***** PASSAGE PROVIDED *****

In 1968—the year of the assassination of Martin Luther King Jr. and the signing of the Civil Rights Act—Gilliam began staining and folding raw canvases and suspending them from the wall, creating immersive bleeds of color. For Gilliam, “the year 1968 was one of revelation . . . something was in the air, and it was in that spirit that I did the Drape paintings.” The works’ tension and free fall—subject to forces beyond the artist’s control—paralleled the social turmoil of the time.
As a Black artist and civil rights leader, Gilliam deliberately worked against the grain. Unlike many of his peers, he refrained from literal depictions or messages in his art. He was committed to abstraction, stating, “the expressive act of making a mark and hanging it in space is always political. My work is as political as it is formal.” Gilliam’s titles refer to historical and artistic events alike: 10/27/69 marks the date he completed this painting, against the backdrop of mass demonstrations protesting the Vietnam War.

***** PROVIDED RECORDS *****

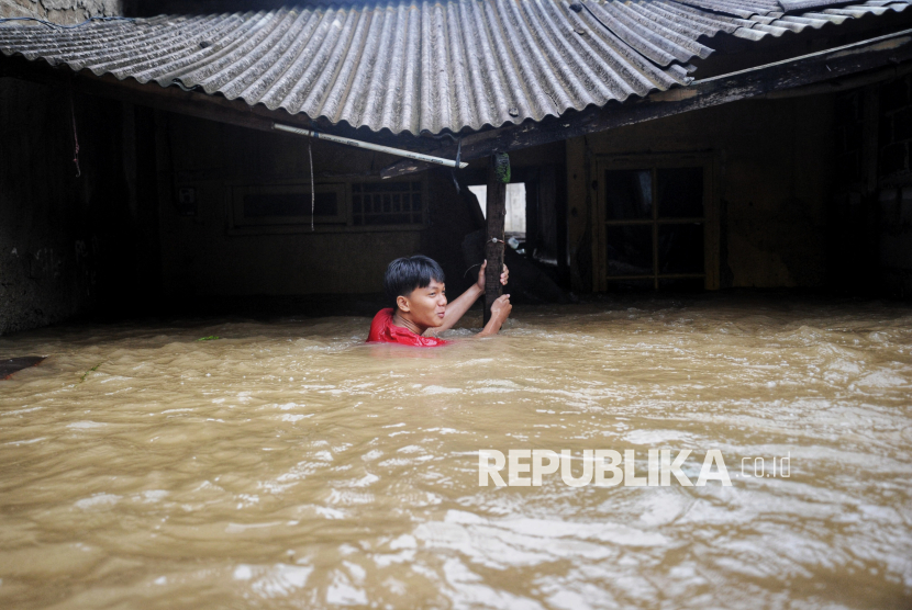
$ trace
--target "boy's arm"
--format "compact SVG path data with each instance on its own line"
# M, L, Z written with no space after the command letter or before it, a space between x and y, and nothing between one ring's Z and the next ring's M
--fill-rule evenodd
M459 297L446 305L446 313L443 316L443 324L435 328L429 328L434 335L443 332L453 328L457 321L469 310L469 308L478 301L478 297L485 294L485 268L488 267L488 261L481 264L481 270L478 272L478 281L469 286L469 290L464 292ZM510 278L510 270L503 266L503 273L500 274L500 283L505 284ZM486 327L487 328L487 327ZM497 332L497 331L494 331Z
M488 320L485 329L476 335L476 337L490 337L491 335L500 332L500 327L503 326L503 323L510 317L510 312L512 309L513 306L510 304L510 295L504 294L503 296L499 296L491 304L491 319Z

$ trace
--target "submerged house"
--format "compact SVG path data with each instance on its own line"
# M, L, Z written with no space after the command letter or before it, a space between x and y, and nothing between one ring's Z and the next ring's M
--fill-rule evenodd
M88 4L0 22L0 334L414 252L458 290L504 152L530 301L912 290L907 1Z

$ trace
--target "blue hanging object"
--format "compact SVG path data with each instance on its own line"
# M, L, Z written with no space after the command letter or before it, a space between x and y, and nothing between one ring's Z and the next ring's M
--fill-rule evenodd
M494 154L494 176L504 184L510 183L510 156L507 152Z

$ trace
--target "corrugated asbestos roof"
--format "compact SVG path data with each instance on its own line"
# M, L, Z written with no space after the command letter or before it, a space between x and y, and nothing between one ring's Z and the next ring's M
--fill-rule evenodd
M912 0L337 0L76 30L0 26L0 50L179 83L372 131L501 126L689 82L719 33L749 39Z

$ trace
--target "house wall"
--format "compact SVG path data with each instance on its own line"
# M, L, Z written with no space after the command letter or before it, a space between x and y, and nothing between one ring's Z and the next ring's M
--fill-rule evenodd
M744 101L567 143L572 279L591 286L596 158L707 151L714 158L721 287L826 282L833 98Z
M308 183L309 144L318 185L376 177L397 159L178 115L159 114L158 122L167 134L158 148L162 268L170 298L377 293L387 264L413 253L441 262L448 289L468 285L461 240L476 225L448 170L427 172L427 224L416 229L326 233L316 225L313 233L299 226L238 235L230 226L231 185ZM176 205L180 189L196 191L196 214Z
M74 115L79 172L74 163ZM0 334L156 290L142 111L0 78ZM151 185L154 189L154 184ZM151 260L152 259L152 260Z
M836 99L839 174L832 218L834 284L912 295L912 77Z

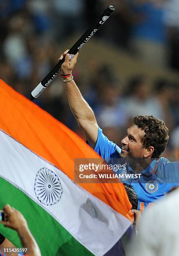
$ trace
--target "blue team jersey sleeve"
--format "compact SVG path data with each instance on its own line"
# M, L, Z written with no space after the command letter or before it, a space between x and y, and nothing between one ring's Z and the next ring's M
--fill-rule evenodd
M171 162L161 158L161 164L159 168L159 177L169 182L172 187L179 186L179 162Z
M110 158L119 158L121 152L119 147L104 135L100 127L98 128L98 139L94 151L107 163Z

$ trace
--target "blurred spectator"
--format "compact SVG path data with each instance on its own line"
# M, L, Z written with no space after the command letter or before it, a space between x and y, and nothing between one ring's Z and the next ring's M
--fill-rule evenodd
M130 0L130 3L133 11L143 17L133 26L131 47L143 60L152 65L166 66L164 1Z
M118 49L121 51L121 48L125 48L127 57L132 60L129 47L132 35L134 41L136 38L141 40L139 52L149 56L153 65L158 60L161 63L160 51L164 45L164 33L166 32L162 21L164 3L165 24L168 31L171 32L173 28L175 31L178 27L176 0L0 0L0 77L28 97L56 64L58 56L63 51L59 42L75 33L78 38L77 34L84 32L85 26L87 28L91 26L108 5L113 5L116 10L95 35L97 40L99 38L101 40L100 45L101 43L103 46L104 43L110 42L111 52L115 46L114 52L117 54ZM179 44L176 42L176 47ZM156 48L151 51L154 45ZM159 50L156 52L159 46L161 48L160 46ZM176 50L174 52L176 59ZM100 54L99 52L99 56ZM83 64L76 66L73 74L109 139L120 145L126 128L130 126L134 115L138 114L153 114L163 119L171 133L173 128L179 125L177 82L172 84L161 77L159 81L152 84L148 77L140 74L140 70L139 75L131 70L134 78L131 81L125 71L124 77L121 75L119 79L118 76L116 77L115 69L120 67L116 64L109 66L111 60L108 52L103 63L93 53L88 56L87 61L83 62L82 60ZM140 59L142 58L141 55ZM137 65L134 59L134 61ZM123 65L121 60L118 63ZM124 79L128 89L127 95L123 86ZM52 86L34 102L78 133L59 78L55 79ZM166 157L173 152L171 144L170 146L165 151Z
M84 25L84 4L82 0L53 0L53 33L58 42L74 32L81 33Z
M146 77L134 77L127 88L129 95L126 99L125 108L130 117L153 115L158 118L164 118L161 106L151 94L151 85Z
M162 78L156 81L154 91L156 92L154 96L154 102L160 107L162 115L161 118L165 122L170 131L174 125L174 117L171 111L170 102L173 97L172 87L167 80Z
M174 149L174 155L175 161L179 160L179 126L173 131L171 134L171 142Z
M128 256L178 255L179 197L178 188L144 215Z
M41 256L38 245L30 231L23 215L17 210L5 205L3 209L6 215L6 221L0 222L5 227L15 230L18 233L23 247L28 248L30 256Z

*****

* **GIVEN REQUEST**
Extend the passage on Gilliam's Drape paintings, picking up after its final sentence. The records come from a separate source.

* **EXERCISE OUTPUT**
Gallery label from 2021
As an African American artist who remained committed to abstraction during the height of the civil rights movement, Gilliam deliberately worked against the grain. He is best known for unstretched abstract paintings that he drapes from the ceiling, slings over sawhorses, or, as is the case here, pins to the wall. They range from mural-size canvases to a small single sheet hung like a towel on a doorknob.
In this work, the cloth is gathered at three points and nailed to the wall, which allows its shape—two primary folds—to be dictated by gravity. Its complex surface is the result of several different methods of applying paint, including soaking, splattering, and folding the fabric onto itself. The work bears swaths and streaks of peachy oranges and yellows overlaid with violet and red that appear to have been rubbed into the canvas. On the right, purple and indigo shades dominate, offset by a large patch of yellow in the bottom corner.
In his earliest paintings, made in the mid-1960s, Gilliam depicted geometric abstractions on traditionally stretched canvases that resemble those of the Washington Color School painters of the 1950s, ’60s, and ’70s, with whom he exhibited. Soon, however, these works gave way to the fluid drips and splatters that came to define his signature draped works. Delineating actual space with their accordion-like folds, much like sculpture, these works invite viewers to consider painting as an immersive experience.
Publication excerpt from MoMA Highlights: 375 Works from The Museum of Modern Art, New York (New York: The Museum of Modern Art, 2019)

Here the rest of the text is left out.